» Task
Print every entry word for word, but omit the pictures.

Records from a data source:
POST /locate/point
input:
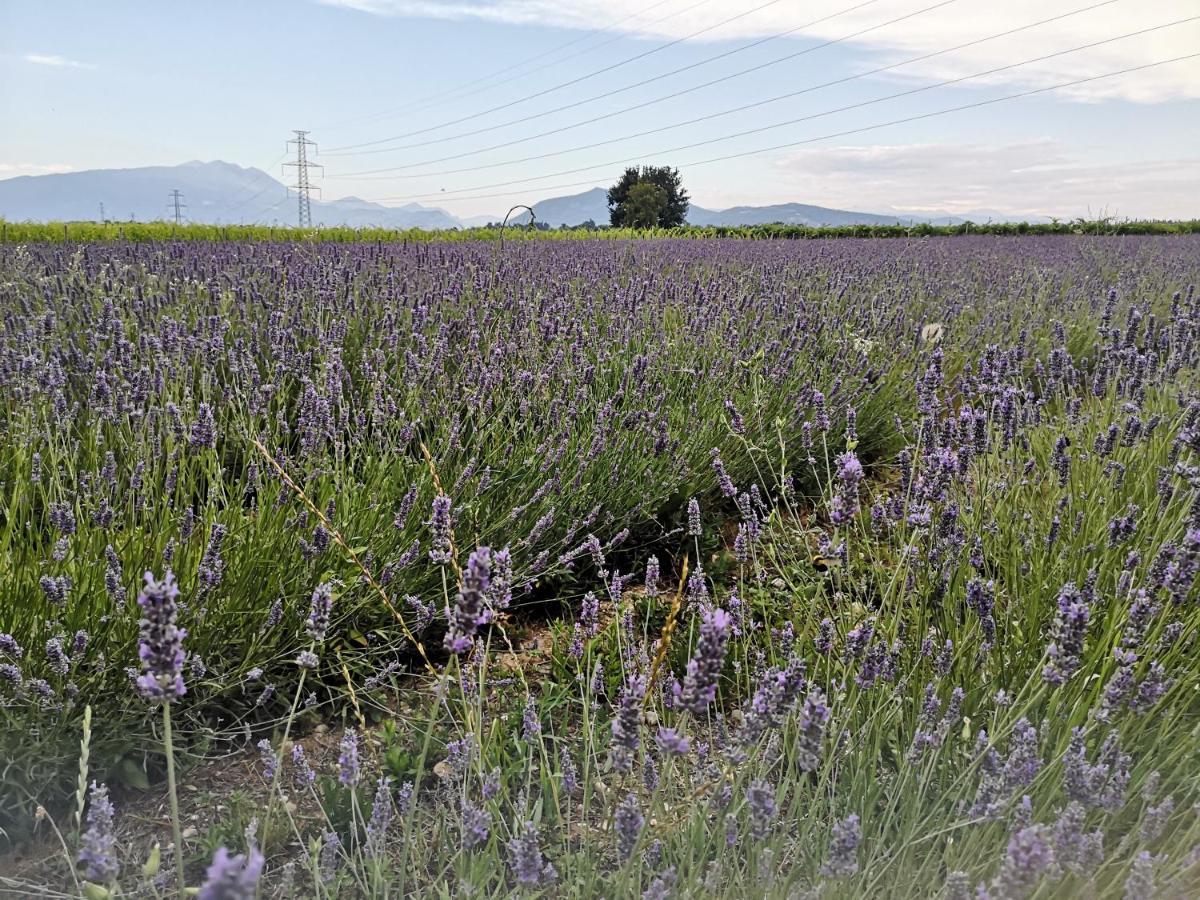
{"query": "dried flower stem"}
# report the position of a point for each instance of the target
(354, 557)
(669, 628)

» Output below
POST /locate/point
input:
{"query": "dried flower stem"}
# report the position of a point for each instance of the target
(354, 557)
(669, 628)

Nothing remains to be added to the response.